=== Section Start ===
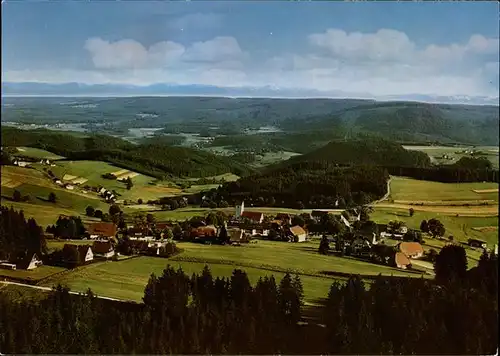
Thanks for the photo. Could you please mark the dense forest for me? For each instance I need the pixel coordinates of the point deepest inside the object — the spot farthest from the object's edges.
(206, 315)
(19, 236)
(367, 151)
(456, 313)
(397, 121)
(155, 159)
(307, 185)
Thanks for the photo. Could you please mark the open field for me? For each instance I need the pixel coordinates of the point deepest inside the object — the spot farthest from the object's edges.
(46, 214)
(59, 244)
(25, 175)
(419, 190)
(480, 191)
(482, 210)
(21, 293)
(273, 157)
(228, 177)
(38, 153)
(127, 279)
(189, 212)
(92, 171)
(7, 183)
(33, 275)
(461, 228)
(436, 153)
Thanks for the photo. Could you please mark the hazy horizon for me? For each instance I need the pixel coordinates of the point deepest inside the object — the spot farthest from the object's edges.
(362, 49)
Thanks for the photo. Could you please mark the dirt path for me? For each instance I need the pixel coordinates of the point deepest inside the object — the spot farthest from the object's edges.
=== Section End ===
All of the entries need to be retyped word for word, pictures excluded.

Thanks for the photo. Could you please mark the dense forest for me? For each instance I need the pixel coordinates of the point deepest inside the object — the spot farthest from the object's edges.
(206, 315)
(19, 236)
(367, 151)
(456, 313)
(397, 121)
(155, 159)
(307, 185)
Thanks for the photo. Could you please mark the open field for me? For each instance I need the pixel coordinates of the point deepest inside the object — the spot farthest from the object's edges.
(46, 214)
(59, 244)
(25, 175)
(419, 190)
(480, 191)
(482, 210)
(21, 293)
(273, 157)
(228, 177)
(38, 153)
(127, 279)
(189, 212)
(92, 171)
(7, 183)
(33, 275)
(461, 228)
(436, 153)
Thanks for the photo. Could you please mark the hazy horizon for me? For each instance I need the pixel coordinates of the point deepest inside the object — the spot farthest from the object's edges.
(362, 49)
Thanks for the photo. Could you please mark the dirt path for me? For each instance I need the pixel coordinates of the point deepest inside the object — the spot farthest from the object's edges.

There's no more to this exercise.